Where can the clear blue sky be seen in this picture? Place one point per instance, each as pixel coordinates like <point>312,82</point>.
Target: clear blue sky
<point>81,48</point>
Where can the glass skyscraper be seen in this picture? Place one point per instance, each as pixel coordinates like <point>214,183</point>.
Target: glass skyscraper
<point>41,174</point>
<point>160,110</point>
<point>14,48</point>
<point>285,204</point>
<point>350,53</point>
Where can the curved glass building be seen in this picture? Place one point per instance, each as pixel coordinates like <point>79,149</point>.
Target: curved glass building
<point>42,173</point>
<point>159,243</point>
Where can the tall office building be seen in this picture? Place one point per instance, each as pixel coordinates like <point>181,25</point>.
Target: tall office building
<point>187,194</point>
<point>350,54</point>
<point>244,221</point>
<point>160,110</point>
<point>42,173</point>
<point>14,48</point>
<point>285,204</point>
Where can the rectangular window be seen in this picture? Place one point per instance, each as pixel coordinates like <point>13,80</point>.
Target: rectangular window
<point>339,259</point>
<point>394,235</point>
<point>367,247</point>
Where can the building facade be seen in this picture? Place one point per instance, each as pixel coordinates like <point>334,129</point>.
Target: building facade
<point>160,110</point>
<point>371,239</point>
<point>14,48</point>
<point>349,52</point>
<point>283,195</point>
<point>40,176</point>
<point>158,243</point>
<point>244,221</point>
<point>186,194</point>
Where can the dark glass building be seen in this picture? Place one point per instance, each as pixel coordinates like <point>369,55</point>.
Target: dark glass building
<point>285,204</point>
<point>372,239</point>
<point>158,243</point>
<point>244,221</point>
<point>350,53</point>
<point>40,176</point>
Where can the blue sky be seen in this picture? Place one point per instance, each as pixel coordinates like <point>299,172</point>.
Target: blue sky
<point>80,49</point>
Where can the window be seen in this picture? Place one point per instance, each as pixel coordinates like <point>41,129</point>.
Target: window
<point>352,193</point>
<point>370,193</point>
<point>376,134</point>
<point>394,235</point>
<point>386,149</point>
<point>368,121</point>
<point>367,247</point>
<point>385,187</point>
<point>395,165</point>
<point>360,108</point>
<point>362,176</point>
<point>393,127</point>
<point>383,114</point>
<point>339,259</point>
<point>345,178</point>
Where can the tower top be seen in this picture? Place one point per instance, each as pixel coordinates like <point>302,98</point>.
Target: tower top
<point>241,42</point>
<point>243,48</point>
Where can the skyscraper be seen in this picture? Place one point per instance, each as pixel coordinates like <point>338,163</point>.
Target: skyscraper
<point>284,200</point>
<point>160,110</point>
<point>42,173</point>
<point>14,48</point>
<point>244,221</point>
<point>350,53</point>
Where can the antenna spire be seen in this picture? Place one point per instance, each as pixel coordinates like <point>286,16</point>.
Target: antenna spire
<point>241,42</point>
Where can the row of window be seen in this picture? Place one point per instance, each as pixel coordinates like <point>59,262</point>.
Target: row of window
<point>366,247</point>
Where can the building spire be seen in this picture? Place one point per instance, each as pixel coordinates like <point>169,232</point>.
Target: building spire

> **PROBLEM STATEMENT**
Copy the listing word for word, starting at the line that contains "Where can the row" and continuing through the final line of the listing.

> **RESPONSE TO THE EXERCISE**
Where can the row of window be seen in this picture? Place one point per instance, each as pixel coordinates like <point>59,262</point>.
Target: row of window
<point>366,247</point>
Where can the building spire be seen in this picture? Place one point per instance, each as pixel coordinates like <point>169,232</point>.
Target: building spire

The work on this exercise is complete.